# STUDY TEXT
***

N.B.: Once upon a time this site had several contributors. This time has passed, but I’m leaving this page up in case anyone is still curious about what once was but is no longer. Very little of this information was ever accurate, and since it was written the amount of truth contained below has only decreased.

If you want to know why the contributors to The Bitter Quill are known as the Slush-Pile All-Stars, you may find this link interesting.

(Until certain worthless sacks of juice and gristle can get me their bios, some of these descriptions may be a little less than accurate.)

The Slush-Pile All-Stars are:

  • Anju Kanumalla:

    A frequently relapsing PBS junkie, Anju holds a day job in the pharmaceutical industry as a medical writer, and also has experience with various forms of scientific, academic, and science writing. She aspires to greatness as a bringer of knowledge to the masses. For now, however, she’ll settle for a few bylines and a check or two.

  • Cynthia Taylor:

    Cynthia Taylor is currently working on a PhD in Computer Science at the University of California, San Diego. Not content to merely build robots that elicit significant emotional response from human beings, she wishes to write short stories that do the same. The fires were not her fault.

  • Genevieve Cogman:

    Genevieve Cogman is a clinical coder by day, a freelancer by night. She is also English, which explains the accent. In the meantime, she has written for White Wolf (Exalted, Orpheus, Dark Ages), Steve Jackson Games (In Nomine, and the forthcoming GURPS Vorkosigan), and Guardians of Order (Hearts, Swords, and Flowers). She hopes some day to write novels; she also writes fanfiction.

***

# DATA SHOWN
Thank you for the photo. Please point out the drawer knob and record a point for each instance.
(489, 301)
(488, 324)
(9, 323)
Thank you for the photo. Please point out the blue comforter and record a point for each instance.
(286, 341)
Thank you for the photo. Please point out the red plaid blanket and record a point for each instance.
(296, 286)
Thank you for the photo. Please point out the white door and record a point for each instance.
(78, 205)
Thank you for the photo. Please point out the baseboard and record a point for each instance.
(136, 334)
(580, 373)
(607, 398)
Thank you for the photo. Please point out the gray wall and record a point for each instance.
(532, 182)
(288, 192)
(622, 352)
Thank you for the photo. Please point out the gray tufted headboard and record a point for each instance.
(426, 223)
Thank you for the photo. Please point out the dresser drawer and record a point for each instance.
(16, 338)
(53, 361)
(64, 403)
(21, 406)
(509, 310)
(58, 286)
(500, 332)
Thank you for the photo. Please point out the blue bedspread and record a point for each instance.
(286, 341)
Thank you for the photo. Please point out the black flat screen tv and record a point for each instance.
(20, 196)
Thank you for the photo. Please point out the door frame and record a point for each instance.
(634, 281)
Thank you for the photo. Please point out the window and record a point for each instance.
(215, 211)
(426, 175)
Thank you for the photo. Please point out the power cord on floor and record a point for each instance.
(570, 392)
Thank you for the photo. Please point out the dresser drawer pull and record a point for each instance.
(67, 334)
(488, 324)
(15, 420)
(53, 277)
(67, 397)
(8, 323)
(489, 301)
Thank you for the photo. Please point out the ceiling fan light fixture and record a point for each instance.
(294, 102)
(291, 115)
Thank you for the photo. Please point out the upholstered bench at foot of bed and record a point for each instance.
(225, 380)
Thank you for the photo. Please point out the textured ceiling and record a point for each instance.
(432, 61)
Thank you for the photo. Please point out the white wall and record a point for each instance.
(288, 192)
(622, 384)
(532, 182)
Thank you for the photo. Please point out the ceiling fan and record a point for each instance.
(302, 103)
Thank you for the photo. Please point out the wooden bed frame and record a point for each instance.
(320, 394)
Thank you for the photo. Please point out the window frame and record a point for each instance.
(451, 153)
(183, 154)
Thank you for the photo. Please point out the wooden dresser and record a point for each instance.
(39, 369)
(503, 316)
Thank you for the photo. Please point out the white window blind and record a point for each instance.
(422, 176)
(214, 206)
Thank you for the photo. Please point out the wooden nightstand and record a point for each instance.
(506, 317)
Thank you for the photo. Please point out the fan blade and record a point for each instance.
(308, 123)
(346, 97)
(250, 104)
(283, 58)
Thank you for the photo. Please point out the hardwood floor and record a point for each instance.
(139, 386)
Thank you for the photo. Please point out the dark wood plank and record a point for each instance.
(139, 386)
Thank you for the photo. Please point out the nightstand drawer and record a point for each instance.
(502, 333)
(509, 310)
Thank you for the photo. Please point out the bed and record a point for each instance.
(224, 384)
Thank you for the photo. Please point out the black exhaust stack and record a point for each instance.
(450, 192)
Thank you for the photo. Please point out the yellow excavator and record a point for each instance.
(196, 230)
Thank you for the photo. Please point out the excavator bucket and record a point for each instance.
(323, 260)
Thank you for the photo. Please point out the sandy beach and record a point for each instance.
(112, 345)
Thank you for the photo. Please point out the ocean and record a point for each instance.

***

# WORK INSTRUCTION
Continue the contributor page about the Slush-Pile All-Stars from the point where it stops.

# TASK RESPONSE
  • Jessica Haralson:

    A heartbreaker, soultaker and big-playmaker, Jessica Haralson also edits and publishes a stellar, though ridiculously filthy magazine at the University of Pennsylvania. While she’s not corrupting the future elite of this nation, blogging for the Gothamist network or flogging the poor (and not in a sexy way, damn her eyes), Jessica pursues her dream of being the world’s first female NFL quarterback with a savage and relentless determination forged in the squirming brood-pits of distant Yuggoth.

  • Luke Crane:

    A brobdingnagian titan of the independent-game publishing world and universally-praised auter of the Burning Wheel Fantasy Roleplaying System, Luke Crane is also a semi-professional underground pit-fighter. His fists are as two mighty engines of destruction, and his teeth gleam with the light of a thousand dead suns. Luke Crane does not sleep. He waits.

  • Michelle Klein:

    If being a comely and popular mother and author with a bizarre fascination with one-armed, child-murdering, incestuous prettyboys is wrong, Michelle Klein doesn’t want to be right. Though she suffers from an old family ailment in which her left hand is constantly plotting her death, Michelle still manages to work the words “squamous” and “batrachian” into conversation as often as possible, especially when she’s talking about her immediate relations. Hey, she just wrote a comic book!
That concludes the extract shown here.